→ EXERCISE BRIEF
Can you give the entries below as a numbered list, starting at the line that contains "Please annotate the winch" and ending with the last of the entries, leaving out blank lines?

→ ENTRIES SUPPLIED
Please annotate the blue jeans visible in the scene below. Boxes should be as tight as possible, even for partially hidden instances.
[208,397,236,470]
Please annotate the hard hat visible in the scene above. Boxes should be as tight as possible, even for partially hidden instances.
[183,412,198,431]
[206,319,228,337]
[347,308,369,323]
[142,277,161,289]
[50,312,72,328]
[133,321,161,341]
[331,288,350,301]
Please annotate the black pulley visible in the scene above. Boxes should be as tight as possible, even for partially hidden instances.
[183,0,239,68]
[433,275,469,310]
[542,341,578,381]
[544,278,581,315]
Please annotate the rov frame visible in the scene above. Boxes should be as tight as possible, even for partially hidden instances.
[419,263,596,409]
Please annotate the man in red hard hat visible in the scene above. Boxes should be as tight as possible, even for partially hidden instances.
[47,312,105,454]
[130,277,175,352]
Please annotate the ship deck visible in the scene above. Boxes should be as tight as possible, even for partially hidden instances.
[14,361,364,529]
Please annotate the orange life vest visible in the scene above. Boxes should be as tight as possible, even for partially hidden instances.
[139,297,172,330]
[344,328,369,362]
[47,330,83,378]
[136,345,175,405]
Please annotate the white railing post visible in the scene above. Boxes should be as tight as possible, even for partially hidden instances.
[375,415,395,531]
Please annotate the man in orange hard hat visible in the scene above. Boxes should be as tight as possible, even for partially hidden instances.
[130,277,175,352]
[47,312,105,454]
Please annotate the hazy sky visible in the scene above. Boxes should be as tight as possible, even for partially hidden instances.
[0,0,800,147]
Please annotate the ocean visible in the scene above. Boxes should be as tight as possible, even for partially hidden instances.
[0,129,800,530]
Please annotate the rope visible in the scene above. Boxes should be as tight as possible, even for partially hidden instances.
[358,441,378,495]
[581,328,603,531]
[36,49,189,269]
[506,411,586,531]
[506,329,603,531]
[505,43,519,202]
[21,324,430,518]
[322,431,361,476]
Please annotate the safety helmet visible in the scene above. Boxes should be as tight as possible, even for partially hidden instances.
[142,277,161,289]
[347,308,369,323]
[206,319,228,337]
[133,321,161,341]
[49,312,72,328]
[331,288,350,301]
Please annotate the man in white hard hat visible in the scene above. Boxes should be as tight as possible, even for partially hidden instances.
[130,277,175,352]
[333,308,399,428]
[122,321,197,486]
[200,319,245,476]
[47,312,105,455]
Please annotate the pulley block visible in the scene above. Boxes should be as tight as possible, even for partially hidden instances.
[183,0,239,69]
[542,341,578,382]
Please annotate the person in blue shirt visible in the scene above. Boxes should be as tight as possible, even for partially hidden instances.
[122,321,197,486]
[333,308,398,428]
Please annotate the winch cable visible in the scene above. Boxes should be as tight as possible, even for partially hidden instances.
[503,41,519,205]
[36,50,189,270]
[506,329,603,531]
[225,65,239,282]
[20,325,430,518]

→ THE COMPLETED TASK
1. Please annotate the winch cable visible in the scene above. Boxes should be as tight as possible, even for partially hidden instances.
2. [503,41,519,205]
3. [36,50,189,270]
4. [506,329,603,531]
5. [225,65,239,282]
6. [20,325,430,518]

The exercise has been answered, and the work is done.